● Yang Diminta: Salin tanpa mengubah apa pun bagian kutipan halaman di antara "Minggu, 21 April" dan "harus tetap dipenuhi.", termasuk kedua bagian itu.

● Kutipan Halaman:
⁂
Laman

Minggu, 21 April 2013

Zamzam


Lepas ashr. Saya keluarkan Gaza dan siap meretas jalan perjuangan lagi bersamanya. Bersamaan dengan itu, langit yang sedari tadi berwarna kelabu menumpahkan tetes-tetes air hujan. Namun agenda harus tetap berjalan, janji harus tetap dipenuhi.
Menghitung-hitung jarak, waktu, dan agenda yang akan dilalui. Dengan kondisi yang hujan deras begitu, pergi bareng Gaza bukan tidak bisa. Hanya kurang efisien. Rumah saya di Jl. Magelang, masih masuk ke barat. Agenda saya sore tadi ke Karangwaru, ambil stempel dan sekilas membicarakan FASI dengan Ketua BADKO TKA-TPA Rayon Tegalrejo. Lanjut ke Sagan, kampung halaman saya dulu. Ini sudah janji berbulan-bulan yang lalu, tapi belum juga terlaksana. Silaturahim dan ngangsu kawruh ke salah satu TPA. Waktu saya hanya ba’da ashr sampai maghrib. Karena setelah itu saya harus memberi les privat. Belum lagi salah satu remaja masjid minta bimbingan untuk persiapan OSN Fisika SMA. Yang saya sebut terakhir ini, bisa disemayani, sudah saya jawab saat di Kediri kemarin Jum’at, kalau Sabtu-Ahad ini jadwal saya full. Akhirnya saya coba sms ke dua orang, pinjam motor. Alhamdulillah salah satunya pas luang, motornya nganggur.
Bismillah, 15.20 sekian saya berangkat. Gaza saya tinggal di rumah mbak-mbak yang motornya saya pinjam. Tak bisa langsung berangkat, ngayawara dulu dengan bapaknya si mbak, karena beliau pas di ruang tamu. Sampai di Karangwaru jam berapa tepatnya saya ndak tahu, langsung apa perlune aja. Kemarin saya menawarkan ketemu jam 16.00 untuk silaturahimnya, maka saya usahakan betul, jam segitu saya sudah berada di lokasi. Pukul 15.48 saya pamit dari rumah Ketua Rayon. Melewati Jl. AM. Sangaji, belok kiri ke Jl. Prof. Dr. Sardjito, lurus sampai Bundaran UGM, lalu ke selatan menuju Jl. Cik Di Tiro. Sampai gang di setalan RS Panti Rapih itu ke timur, masuk Kampung Sagan. Karena cuma gerimis, tak seperti di Tegalrejo yang deras pakai sekali, saya berhenti beberapa meter setelah masuk gapura. Saya melepas jas hujan, lalu saya lipat. Ah, iya, sekalian buka hp. Ternyata ada sms, mengabarkan bahwa pengirimnya –sang Direktur TPA- sedang dalam perjalanan dari luar kota. Intinya telat, gitu. Kemudian saya berpikir, enaknya nunggu dimana? Saya timbang-timbang, ke toko buku aja. Jadilah saya balik, urung ke TPA, menyusuri Jl. Cik Di Tiro ke selatan.
⁂
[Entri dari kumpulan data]
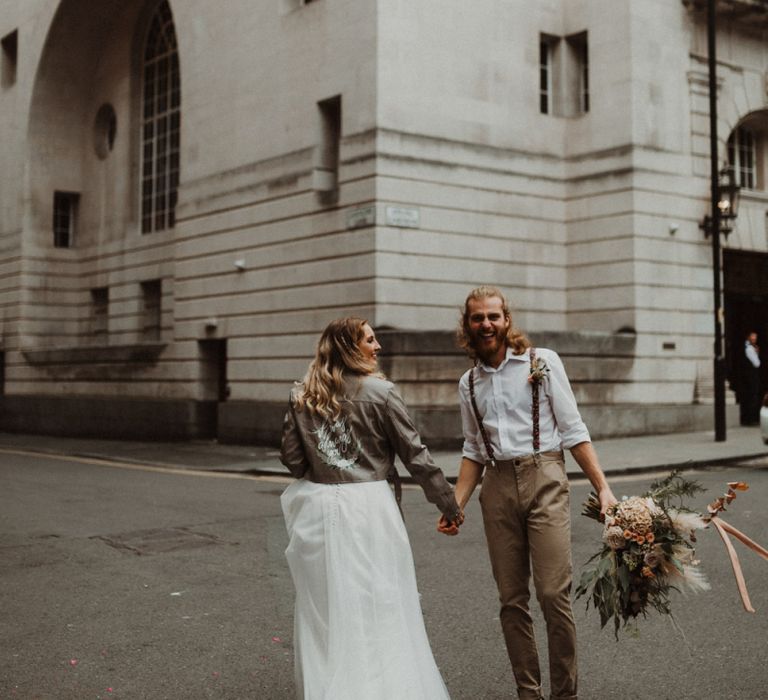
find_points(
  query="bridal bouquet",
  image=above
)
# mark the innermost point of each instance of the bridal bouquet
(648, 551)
⁂
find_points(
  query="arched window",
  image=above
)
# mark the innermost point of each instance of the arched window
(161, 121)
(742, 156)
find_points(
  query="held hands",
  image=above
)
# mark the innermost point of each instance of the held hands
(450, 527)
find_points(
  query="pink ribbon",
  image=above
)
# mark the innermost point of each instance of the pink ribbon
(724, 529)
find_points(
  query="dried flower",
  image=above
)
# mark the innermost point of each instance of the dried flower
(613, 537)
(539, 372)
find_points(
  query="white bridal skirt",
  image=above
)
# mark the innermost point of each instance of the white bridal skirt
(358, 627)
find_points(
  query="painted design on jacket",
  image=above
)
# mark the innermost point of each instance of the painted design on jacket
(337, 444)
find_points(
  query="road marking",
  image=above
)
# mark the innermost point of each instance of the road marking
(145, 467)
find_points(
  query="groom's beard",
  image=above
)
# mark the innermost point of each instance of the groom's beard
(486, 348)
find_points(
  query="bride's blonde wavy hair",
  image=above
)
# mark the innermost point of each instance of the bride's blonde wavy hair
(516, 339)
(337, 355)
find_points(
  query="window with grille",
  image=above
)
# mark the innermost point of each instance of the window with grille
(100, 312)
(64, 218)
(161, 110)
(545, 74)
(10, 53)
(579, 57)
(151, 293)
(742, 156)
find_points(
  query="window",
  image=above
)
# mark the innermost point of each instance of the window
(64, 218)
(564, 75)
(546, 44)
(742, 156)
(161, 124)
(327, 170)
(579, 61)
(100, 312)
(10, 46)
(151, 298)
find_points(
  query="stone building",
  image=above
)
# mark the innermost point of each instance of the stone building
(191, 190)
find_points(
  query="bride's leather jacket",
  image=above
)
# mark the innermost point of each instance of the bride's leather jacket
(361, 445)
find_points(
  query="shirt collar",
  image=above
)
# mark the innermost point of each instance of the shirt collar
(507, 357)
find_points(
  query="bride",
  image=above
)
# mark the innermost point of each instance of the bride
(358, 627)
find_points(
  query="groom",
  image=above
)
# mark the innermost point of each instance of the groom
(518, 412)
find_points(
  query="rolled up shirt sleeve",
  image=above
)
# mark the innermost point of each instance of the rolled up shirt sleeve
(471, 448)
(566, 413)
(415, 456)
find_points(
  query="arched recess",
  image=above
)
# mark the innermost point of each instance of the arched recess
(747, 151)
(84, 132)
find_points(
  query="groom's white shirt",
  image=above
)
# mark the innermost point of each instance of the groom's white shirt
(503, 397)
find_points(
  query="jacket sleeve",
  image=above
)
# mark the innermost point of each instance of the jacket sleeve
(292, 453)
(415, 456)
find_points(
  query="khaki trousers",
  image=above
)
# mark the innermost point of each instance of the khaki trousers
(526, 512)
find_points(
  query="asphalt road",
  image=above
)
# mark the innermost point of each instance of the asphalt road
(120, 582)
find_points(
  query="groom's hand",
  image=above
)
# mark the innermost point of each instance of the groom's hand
⁂
● Jawaban:
Minggu, 21 April 2013

Zamzam


Lepas ashr. Saya keluarkan Gaza dan siap meretas jalan perjuangan lagi bersamanya. Bersamaan dengan itu, langit yang sedari tadi berwarna kelabu menumpahkan tetes-tetes air hujan. Namun agenda harus tetap berjalan, janji harus tetap dipenuhi.